◆ READING PASSAGE:
— BEGIN —

From a climate perspective, states have also filled the leadership vacuum left by the federal government, as explained by Barry Rabe in his recent article for the TCPG Election Series. The Regional Greenhouse Gas Initiative, covering 10 states in the Northeast and Mid-Atlantic regions, recently raised nearly $40 million in the nation’s first cap-and-trade emissions credit auction—money that will be spent on renewable and energy efficient technologies.
Progress at the federal level
The passage of the Energy Improvement and Extension Act of 2008 (the renewable energy tax package) as part of the “bailout bill” legislation was an important—albeit incremental—step forward for renewable energy production nationwide. The federal Renewable Electricity Production Tax Credit, or PTC, is a per-kilowatt-hour tax credit for electricity generated by qualified renewable energy resources. This credit has proved vital—especially for wind—in helping level the playing field and making renewable energy cost-competitive with fossil fuel-based electricity generation. Yet unlike in Europe, where incentives have been structured over the long term, the PTC has traditionally been extended for only one to three years, depending on the technology, making it difficult for renewable energy projects in their early stages to plan ahead.
Also extended was the investment tax credit, or ITC, for solar installations. The ITC extends for eight years the 30 percent tax credit for both residential and commercial solar investments, eliminates the $2,000 monetary cap, and allows utilities and alternative minimum tax filers to benefit from the credit. The bill also authorizes $800 million in clean renewable energy bonds, or CREBs, to help state, local, and tribal governments, public power providers, and electric cooperatives finance projects that generate electricity from renewable resources. CREBs are issued with a 0 percent interest rate, and the borrower pays back only the principal of the bond. The bondholder receives federal tax credits in lieu of the traditional bond interest. CREBs are an innovative, low-cost mechanism to assist public entities in financing the up-front cost of their investments in renewable energy.

— END —

◆ INSTRUCTIONS:
• 1. According to the renewable energy passage, why has the federal Renewable Electricity Production Tax Credit made it hard for early-stage renewable energy projects to plan ahead?
• 2. Which lines of the records contain the word "green"? Gather each such line, treating case as significant.

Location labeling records
— BEGIN —

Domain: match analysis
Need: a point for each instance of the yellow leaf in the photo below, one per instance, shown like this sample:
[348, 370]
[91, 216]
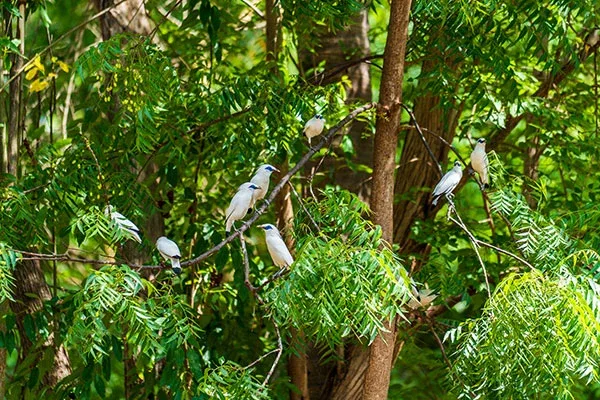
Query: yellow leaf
[38, 63]
[31, 74]
[63, 66]
[38, 85]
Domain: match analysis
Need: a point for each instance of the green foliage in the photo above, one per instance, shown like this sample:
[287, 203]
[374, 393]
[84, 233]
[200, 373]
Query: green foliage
[537, 238]
[536, 336]
[230, 381]
[8, 262]
[344, 281]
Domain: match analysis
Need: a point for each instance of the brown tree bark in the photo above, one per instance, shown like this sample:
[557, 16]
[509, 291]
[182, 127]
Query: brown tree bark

— END —

◆ REPLIES:
• 1. The credit has traditionally been extended for only one to three years, depending on the technology. Unlike European incentives, it has not been structured over the long term.

• 2.
Need: a point for each instance of the green foliage in the photo above, one per instance, shown like this sample:
Query: green foliage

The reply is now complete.